§ **Pointing dataset excerpts**
· · · · · · ·

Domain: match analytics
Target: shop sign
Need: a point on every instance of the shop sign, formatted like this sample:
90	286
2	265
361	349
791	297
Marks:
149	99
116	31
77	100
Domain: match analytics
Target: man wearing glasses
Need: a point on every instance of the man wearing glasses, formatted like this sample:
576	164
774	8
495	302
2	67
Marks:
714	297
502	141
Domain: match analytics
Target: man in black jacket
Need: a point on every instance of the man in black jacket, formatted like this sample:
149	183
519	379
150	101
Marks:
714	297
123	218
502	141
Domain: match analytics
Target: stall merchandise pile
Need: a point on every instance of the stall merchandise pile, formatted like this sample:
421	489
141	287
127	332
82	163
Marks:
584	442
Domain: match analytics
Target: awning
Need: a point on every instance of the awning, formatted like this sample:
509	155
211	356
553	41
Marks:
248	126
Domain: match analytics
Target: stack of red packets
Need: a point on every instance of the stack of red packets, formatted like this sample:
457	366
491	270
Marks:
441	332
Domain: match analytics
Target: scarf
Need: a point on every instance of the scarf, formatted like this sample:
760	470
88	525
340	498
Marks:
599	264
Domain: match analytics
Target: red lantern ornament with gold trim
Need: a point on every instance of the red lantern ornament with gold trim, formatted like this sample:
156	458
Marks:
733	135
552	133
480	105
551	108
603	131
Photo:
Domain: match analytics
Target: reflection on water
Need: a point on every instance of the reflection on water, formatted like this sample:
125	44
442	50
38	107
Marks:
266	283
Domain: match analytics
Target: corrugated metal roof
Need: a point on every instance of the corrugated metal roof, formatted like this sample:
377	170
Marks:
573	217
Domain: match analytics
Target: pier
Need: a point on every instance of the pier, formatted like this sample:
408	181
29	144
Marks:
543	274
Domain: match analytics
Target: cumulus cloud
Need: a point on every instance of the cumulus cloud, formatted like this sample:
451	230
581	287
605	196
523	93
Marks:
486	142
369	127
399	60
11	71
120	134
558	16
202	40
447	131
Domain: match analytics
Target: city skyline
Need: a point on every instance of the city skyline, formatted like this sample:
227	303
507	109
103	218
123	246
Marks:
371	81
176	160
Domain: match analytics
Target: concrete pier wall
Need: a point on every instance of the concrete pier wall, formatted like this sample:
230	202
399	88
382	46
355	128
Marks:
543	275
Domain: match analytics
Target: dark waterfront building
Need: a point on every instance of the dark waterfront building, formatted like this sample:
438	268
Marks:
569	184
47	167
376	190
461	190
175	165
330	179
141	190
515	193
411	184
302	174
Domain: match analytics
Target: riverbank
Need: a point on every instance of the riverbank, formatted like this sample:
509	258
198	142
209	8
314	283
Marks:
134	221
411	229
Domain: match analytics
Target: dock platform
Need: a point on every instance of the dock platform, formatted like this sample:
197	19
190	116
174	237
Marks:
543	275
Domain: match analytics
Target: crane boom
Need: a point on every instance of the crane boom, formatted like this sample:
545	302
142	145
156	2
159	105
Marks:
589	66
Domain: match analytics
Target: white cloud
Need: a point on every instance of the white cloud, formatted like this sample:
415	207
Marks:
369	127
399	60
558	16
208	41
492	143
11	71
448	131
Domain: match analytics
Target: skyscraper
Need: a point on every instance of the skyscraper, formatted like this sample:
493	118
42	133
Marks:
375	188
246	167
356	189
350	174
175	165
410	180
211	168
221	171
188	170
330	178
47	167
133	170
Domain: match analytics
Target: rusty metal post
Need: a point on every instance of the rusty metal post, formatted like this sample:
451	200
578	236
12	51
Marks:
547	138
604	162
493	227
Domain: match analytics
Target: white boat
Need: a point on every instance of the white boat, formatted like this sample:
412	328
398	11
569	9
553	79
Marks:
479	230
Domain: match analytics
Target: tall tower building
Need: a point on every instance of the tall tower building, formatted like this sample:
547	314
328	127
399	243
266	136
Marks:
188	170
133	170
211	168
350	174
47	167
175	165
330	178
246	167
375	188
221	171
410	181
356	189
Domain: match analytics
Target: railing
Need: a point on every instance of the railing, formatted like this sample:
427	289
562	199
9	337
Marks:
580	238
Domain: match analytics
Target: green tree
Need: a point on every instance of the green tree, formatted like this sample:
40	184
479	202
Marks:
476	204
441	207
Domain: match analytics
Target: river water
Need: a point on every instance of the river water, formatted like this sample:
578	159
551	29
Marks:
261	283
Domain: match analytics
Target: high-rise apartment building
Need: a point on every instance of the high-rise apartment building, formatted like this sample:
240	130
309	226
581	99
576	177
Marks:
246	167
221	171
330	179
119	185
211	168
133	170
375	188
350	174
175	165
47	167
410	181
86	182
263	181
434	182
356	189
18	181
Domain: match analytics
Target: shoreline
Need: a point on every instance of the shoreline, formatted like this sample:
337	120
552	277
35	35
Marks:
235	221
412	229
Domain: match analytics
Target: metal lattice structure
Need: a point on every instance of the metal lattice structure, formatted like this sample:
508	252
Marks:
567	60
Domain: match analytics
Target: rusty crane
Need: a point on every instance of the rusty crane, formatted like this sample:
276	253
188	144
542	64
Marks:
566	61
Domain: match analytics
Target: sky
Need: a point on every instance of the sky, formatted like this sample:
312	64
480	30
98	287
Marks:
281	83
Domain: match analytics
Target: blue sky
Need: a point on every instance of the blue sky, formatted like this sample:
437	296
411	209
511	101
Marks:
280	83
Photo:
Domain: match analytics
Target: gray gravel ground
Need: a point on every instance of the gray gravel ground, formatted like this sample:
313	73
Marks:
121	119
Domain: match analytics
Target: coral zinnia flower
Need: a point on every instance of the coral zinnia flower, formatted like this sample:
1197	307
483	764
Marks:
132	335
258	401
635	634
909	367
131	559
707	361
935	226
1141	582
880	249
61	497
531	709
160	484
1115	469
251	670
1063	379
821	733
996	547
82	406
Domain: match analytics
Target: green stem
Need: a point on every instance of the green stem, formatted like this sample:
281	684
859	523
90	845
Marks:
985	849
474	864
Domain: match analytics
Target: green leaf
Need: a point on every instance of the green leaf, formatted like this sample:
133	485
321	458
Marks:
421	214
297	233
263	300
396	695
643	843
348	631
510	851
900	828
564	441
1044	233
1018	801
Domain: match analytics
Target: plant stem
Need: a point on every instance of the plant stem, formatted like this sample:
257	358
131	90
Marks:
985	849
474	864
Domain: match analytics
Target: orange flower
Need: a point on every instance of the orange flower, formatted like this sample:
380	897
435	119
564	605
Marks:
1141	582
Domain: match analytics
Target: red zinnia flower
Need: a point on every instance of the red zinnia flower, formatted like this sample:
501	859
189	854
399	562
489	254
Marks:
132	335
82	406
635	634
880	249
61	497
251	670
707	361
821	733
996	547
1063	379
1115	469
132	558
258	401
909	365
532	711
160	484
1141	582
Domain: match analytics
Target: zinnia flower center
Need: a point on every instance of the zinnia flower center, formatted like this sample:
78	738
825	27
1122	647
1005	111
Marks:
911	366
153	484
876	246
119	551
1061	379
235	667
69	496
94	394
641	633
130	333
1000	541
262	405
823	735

· · · · · · ·

§ **What is required**
Return every record, word for word.

§ **Task response**
Domain: match analytics
Target: shop sign
Need: a point on every instance of the shop sign, formatted like this sample:
90	286
2	265
361	349
791	297
Marks:
149	99
116	31
77	100
Domain: match analytics
Target: man wearing glasses
Need: a point on every instance of the man wearing glasses, formatted like this sample:
576	164
774	8
495	302
2	67
Marks:
714	297
502	141
Domain: match analytics
Target: man in black jacket
Need: a point on every instance of the man in black jacket, formatted like this sample:
149	183
519	379
150	101
Marks:
714	297
123	218
502	141
Domain: match analytics
Target: stall merchandise pile
Need: a point on every instance of the stall merchandise pile, formatted like this sample:
421	489
141	287
127	332
82	163
Marks:
584	442
Domain: match analytics
Target: awning
Need: a point on every instance of the awning, formatted like this sample:
509	155
211	356
553	41
Marks:
248	126
Domain: match analytics
Target: stack of red packets
Need: a point on every instance of the stack of red packets, formatted like this sample:
457	366
491	270
Marks:
441	332
Domain: match analytics
Target: scarf
Need: a point on every instance of the scarf, formatted like this sample:
760	470
88	525
340	498
Marks:
599	264
Domain: match analytics
Target: red lantern ornament with gold trim
Need: a point on every instance of the red lantern ornament with gold trim, formatted like this sample:
156	458
Marks:
733	135
552	133
480	105
551	108
603	131
Photo:
Domain: match analytics
Target: reflection on water
Need: a point on every instance of the reflection on water, formatted like this sample:
125	44
442	50
38	107
Marks:
266	283
Domain: match analytics
Target: corrugated metal roof
Need: a point on every instance of the corrugated metal roof, formatted like this sample:
377	170
Marks:
573	217
Domain: match analytics
Target: pier
Need: a point on every instance of the pier, formatted like this sample:
408	181
29	144
Marks:
543	274
Domain: match analytics
Target: cumulus cloud
Need: a point on every instance of the cumulus cloud, formatted like this sample:
451	230
581	287
605	196
523	93
Marks:
486	142
369	127
399	60
11	71
120	134
558	16
202	40
447	131
Domain: match analytics
Target: city skyline
Need: a point on every instance of the city skyline, formatted like this sample:
227	303
507	109
103	218
123	246
Marks:
371	81
176	160
Domain: match analytics
Target: concrete pier wall
Need: a point on every instance of the concrete pier wall, formatted like this sample:
230	202
399	88
382	46
355	128
Marks:
543	275
Domain: match analytics
Target: dark waterfront building
Need: a point on every instance of the dark waterfront building, formatted like this sample:
438	268
Marks:
569	184
47	167
376	190
461	190
175	165
330	179
141	190
515	193
411	184
302	174
Domain: match analytics
Target: riverbank
Need: a point on every instance of the riverbank, formatted like this sample:
509	258
198	142
209	8
314	283
Marks:
134	221
411	229
Domain: match analytics
Target: dock platform
Need: a point on every instance of the dock platform, formatted like this sample:
197	19
190	116
174	237
Marks:
543	275
Domain: match analytics
Target: crane boom
Need: a point on every instance of the crane boom, formatted like this sample:
545	302
142	145
156	2
159	105
Marks:
589	66
Domain: match analytics
Target: white cloud
Need: a point on every instance of the white cloud, formatted like this sample:
415	207
Marks:
369	127
399	60
558	16
208	41
492	143
11	71
448	131
Domain: match analytics
Target: skyscraper
Need: a point on every instance of the skyscraper, formatted like this sample:
493	118
42	133
Marks:
375	188
246	167
356	189
350	174
175	165
410	180
211	168
221	171
188	170
330	178
47	167
133	170
Domain: match analytics
Target: rusty metal post
Need: a point on every instance of the rusty metal post, formatted like this sample:
451	200
578	236
12	51
Marks:
547	138
604	162
493	227
Domain: match analytics
Target: white boat
Need: a point on every instance of the white boat, formatted like this sample:
412	328
398	11
569	9
553	79
Marks:
479	230
Domain: match analytics
Target: tall tower building
Need: a point on every instance of the tall tower building, formatted like this sample:
547	314
328	127
399	243
266	136
Marks:
188	170
133	170
211	168
350	174
47	167
175	165
330	178
246	167
375	188
221	171
410	181
356	189
Domain: match analytics
Target: railing
Need: a point on every instance of the railing, formatted like this sample:
427	289
562	199
9	337
Marks:
580	238
Domain: match analytics
Target: green tree
Need: a point on every instance of the green tree, formatted like this sample:
40	184
479	202
Marks:
476	204
441	207
Domain: match analytics
Target: river water
Need: a point on every instance of the river water, formatted like this sample:
578	159
551	29
Marks:
261	283
Domain: match analytics
Target: high-rise apartment building
Need: a point on every instance of the high-rise apartment building, formatted like this sample:
240	130
309	226
581	99
576	177
Marks:
246	167
221	171
330	179
119	185
211	168
133	170
375	188
350	174
175	165
47	167
410	181
86	182
263	181
434	182
356	189
18	181
Domain: match analytics
Target: shoreline
Need: a point on every instance of the shoreline, formatted like this sample:
337	120
552	277
35	35
Marks:
235	221
412	229
Domain: match analytics
Target: metal lattice structure
Need: a point on every instance of the metal lattice structure, formatted like this sample:
508	252
Marks:
567	60
Domain: match analytics
Target: rusty crane
Need: a point on every instance of the rusty crane, formatted like this sample:
276	253
188	144
542	64
Marks:
566	61
Domain: match analytics
Target: sky
Need: a point on every instance of the sky, formatted like this sample:
312	64
480	30
98	287
Marks:
281	83
Domain: match analytics
Target: blue sky
Need: a point on every instance of the blue sky, formatted like this sample:
437	296
411	209
511	101
Marks:
280	83
Photo:
Domain: match analytics
Target: gray gravel ground
Need: a point on every instance of the gray gravel ground, formatted like this sample:
313	73
Marks:
121	119
Domain: match analytics
Target: coral zinnia flower
Need: a point on every instance of the coral zinnia flower, formatted like this sample:
1197	307
483	764
Marks:
132	335
258	401
635	634
909	367
131	559
707	361
935	226
1141	582
880	249
61	497
531	709
160	484
1115	469
251	670
1063	379
821	733
996	547
82	406
Domain: match analytics
Target: green stem
Need: a point on every instance of the green stem, formatted like this sample:
281	684
859	523
90	845
Marks:
985	849
474	864
Domain: match analytics
Target: green leaf
Need: a point on every instance of the green leaf, formatted like this sample:
133	485
321	458
Marks:
421	214
297	233
263	300
396	695
643	843
348	631
510	851
900	828
564	441
1044	233
1018	801
Domain: match analytics
Target: plant stem
Need: a point on every instance of the plant stem, formatted like this sample:
257	358
131	90
Marks:
985	849
474	864
Domain: match analytics
Target: orange flower
Need: a point on every instance of the orange flower, formatted like this sample:
380	897
435	119
564	605
Marks:
1141	582
Domain: match analytics
Target: red zinnia flower
Need: a point on every instance of the red zinnia flower, formatted like this sample:
501	859
189	854
399	562
489	254
Marks:
132	335
82	406
635	634
880	249
61	497
251	670
707	361
821	733
996	547
1063	379
1115	469
132	558
258	401
909	365
532	711
160	484
1141	582
Domain: match analytics
Target: zinnia flower center
Need: a point on every instance of the zinnia flower center, formatted like this sample:
78	738
825	27
1122	647
1005	111
Marks:
911	366
153	484
876	246
119	551
1061	379
235	667
69	496
94	394
641	633
130	333
1000	541
262	405
823	735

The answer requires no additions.